- **Task objective**: Transcribe the records below in their entirety, and leave out each image.

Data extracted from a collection
---*---

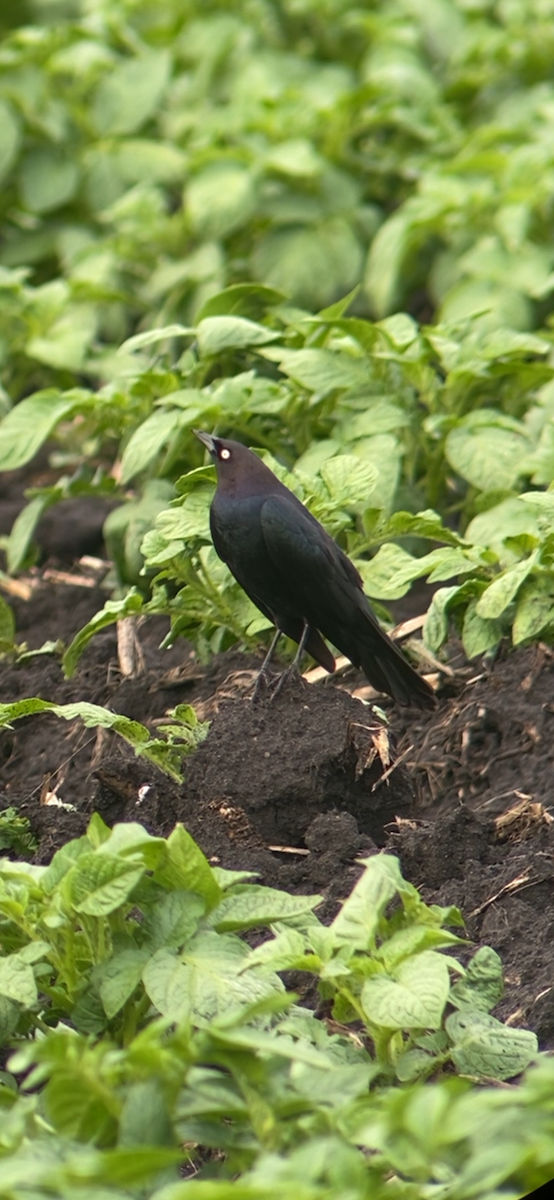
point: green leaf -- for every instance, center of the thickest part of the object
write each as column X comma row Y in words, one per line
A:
column 17, row 981
column 360, row 915
column 113, row 611
column 259, row 906
column 321, row 371
column 217, row 334
column 10, row 138
column 500, row 593
column 381, row 574
column 488, row 457
column 98, row 885
column 173, row 919
column 415, row 996
column 480, row 635
column 248, row 300
column 221, row 198
column 7, row 625
column 482, row 985
column 349, row 480
column 435, row 629
column 152, row 336
column 31, row 423
column 8, row 1019
column 311, row 265
column 385, row 262
column 48, row 180
column 186, row 868
column 483, row 1047
column 535, row 609
column 118, row 978
column 22, row 533
column 131, row 93
column 148, row 441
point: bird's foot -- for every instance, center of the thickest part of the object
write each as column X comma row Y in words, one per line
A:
column 290, row 675
column 263, row 685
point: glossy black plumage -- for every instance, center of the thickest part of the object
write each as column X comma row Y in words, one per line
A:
column 296, row 575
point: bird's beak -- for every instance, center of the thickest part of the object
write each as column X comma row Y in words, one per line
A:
column 206, row 439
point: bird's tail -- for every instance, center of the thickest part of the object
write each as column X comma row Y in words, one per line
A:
column 386, row 667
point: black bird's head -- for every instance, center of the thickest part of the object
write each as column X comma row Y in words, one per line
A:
column 239, row 471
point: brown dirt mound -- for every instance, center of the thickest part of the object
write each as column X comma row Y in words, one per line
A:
column 297, row 789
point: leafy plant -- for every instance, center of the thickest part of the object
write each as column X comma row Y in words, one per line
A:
column 16, row 833
column 184, row 732
column 142, row 1023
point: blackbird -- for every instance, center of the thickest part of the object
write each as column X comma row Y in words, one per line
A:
column 297, row 576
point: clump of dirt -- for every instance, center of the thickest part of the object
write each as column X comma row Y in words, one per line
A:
column 300, row 787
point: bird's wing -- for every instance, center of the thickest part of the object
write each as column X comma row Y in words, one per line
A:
column 327, row 591
column 313, row 567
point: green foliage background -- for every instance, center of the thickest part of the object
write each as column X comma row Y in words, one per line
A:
column 326, row 228
column 190, row 168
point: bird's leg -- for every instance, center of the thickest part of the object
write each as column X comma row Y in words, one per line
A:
column 263, row 672
column 294, row 669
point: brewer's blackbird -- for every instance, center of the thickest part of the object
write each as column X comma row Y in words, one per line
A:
column 297, row 576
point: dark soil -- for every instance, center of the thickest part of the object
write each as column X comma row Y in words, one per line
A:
column 297, row 789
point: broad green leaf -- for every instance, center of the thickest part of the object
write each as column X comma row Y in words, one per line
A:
column 500, row 593
column 145, row 161
column 482, row 985
column 535, row 609
column 112, row 612
column 67, row 341
column 167, row 982
column 381, row 574
column 173, row 919
column 131, row 93
column 414, row 997
column 131, row 838
column 100, row 883
column 30, row 423
column 7, row 624
column 309, row 264
column 248, row 300
column 217, row 334
column 8, row 1019
column 349, row 480
column 17, row 981
column 23, row 529
column 505, row 520
column 480, row 635
column 221, row 198
column 357, row 922
column 187, row 869
column 435, row 629
column 152, row 336
column 148, row 441
column 487, row 457
column 118, row 978
column 483, row 1047
column 323, row 370
column 385, row 262
column 259, row 906
column 10, row 138
column 48, row 180
column 295, row 157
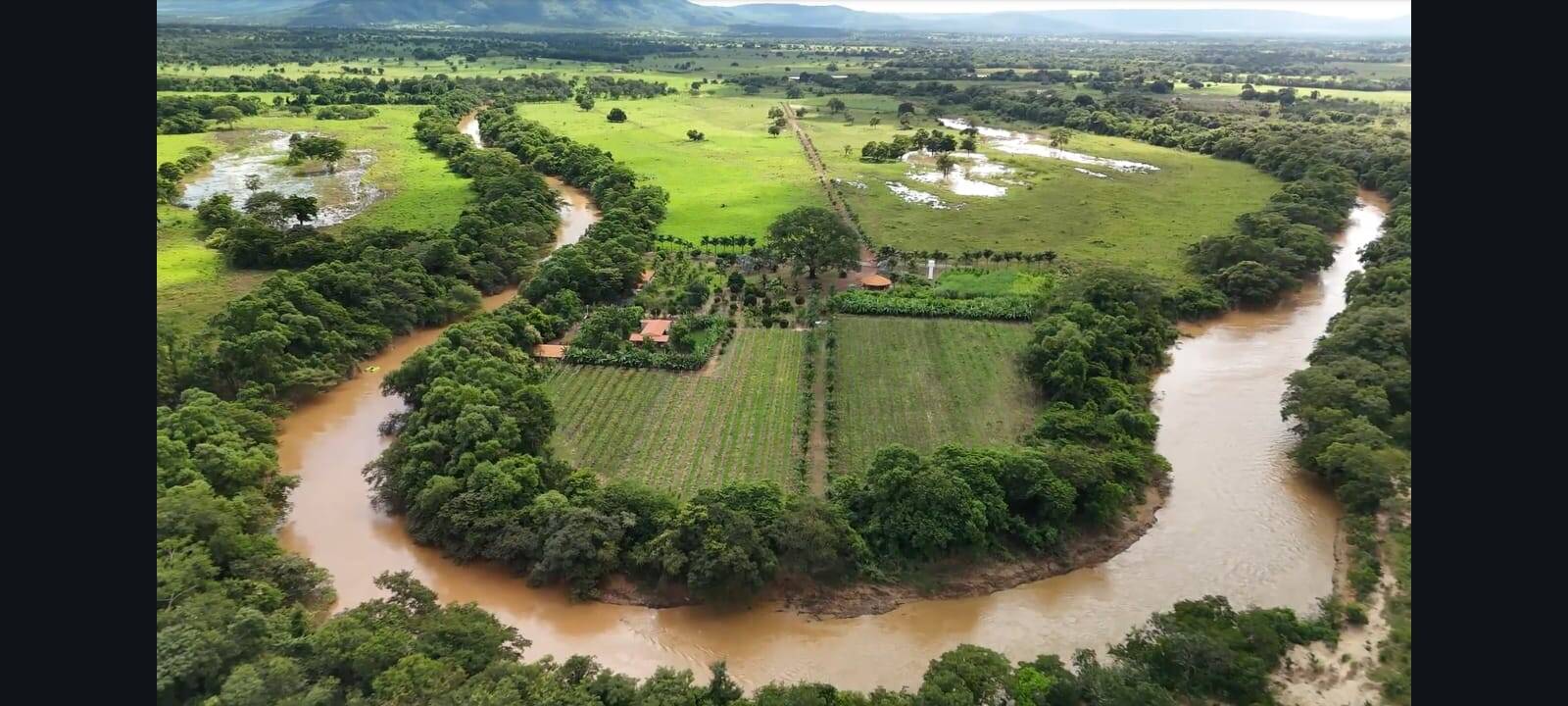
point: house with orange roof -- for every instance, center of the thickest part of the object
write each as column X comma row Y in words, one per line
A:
column 656, row 329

---*---

- **Exercise output**:
point: green leaf -- for every instance, center of the thickest part of the object
write each as column X comma row Y in words, one per line
A:
column 17, row 981
column 360, row 915
column 113, row 611
column 259, row 906
column 321, row 371
column 217, row 334
column 10, row 138
column 500, row 593
column 381, row 574
column 488, row 457
column 98, row 885
column 173, row 919
column 415, row 996
column 480, row 635
column 248, row 300
column 221, row 198
column 7, row 625
column 482, row 985
column 349, row 480
column 435, row 629
column 152, row 336
column 31, row 423
column 8, row 1019
column 311, row 265
column 385, row 262
column 48, row 180
column 186, row 868
column 483, row 1047
column 535, row 609
column 118, row 978
column 22, row 533
column 131, row 93
column 148, row 441
point: bird's foot -- for every instance, center of the thickest part of the object
write each as column X comma row Y in words, one per line
A:
column 290, row 675
column 263, row 685
point: glossy black plumage -- for every instance, center of the thickest part of the object
write each as column X comma row Y in words, one per line
A:
column 296, row 575
point: bird's beak -- for every instance, center of the thickest part of the object
write each as column X comma row Y in words, one per line
A:
column 206, row 439
point: bird's tail -- for every instance, center of the thickest part of the object
write each as column X comma row Y in words, one per line
A:
column 386, row 667
point: black bird's head -- for every instance, center of the thickest part of the object
write each as column X comma row Y in words, one per line
A:
column 239, row 471
point: brown dirt mound -- for every instance, center of the thickest part of the object
write each as column X comma row Y in words, one per line
A:
column 297, row 789
point: leafy plant -- for every instance, center of the thickest part of the object
write each as column X comma row Y in words, one per line
A:
column 16, row 833
column 184, row 732
column 142, row 1023
point: blackbird -- for every instance, center of the thickest part of the object
write each as column X comma row Y in words, one per line
A:
column 297, row 576
point: clump of dirt -- for every instance, center of the thickest part of the object
write each as column X comma row Y in words, one per line
A:
column 300, row 787
point: bird's wing -- for every instance, center of the thickest part of the object
write each as column X comma row Y in words, one per line
A:
column 327, row 591
column 313, row 567
point: green foliage background -- for every instance, center of the thickest part of the object
write each as column X comma row Y in words, one per line
A:
column 326, row 228
column 190, row 168
point: bird's leg -- for every instance, center of the thickest part of the object
write each as column X comma row Y in words, one per line
A:
column 263, row 672
column 294, row 669
point: brewer's blackbird -- for every instance, center of the thickest part of the object
write each as column X comma row Y in words, one per line
A:
column 297, row 576
point: dark soil -- for every instance, center of the thickest part of the object
write each as column X comma row Y in words, one per line
A:
column 297, row 789
point: broad green leaf -- for every instance, center of the thickest part of the object
write each as column X comma row Y in words, one per line
A:
column 500, row 593
column 145, row 161
column 482, row 985
column 535, row 609
column 112, row 612
column 67, row 341
column 167, row 982
column 381, row 574
column 173, row 919
column 131, row 93
column 414, row 997
column 131, row 838
column 100, row 883
column 30, row 423
column 7, row 624
column 309, row 264
column 248, row 300
column 217, row 334
column 8, row 1019
column 349, row 480
column 17, row 981
column 23, row 529
column 505, row 520
column 480, row 635
column 221, row 198
column 357, row 922
column 187, row 869
column 435, row 629
column 152, row 336
column 148, row 441
column 487, row 457
column 118, row 978
column 483, row 1047
column 323, row 370
column 385, row 262
column 259, row 906
column 10, row 138
column 48, row 180
column 295, row 157
point: house with orange roof -- for every instance, center of the thickest part of the object
write each as column X comma row Y in words, one per line
A:
column 656, row 329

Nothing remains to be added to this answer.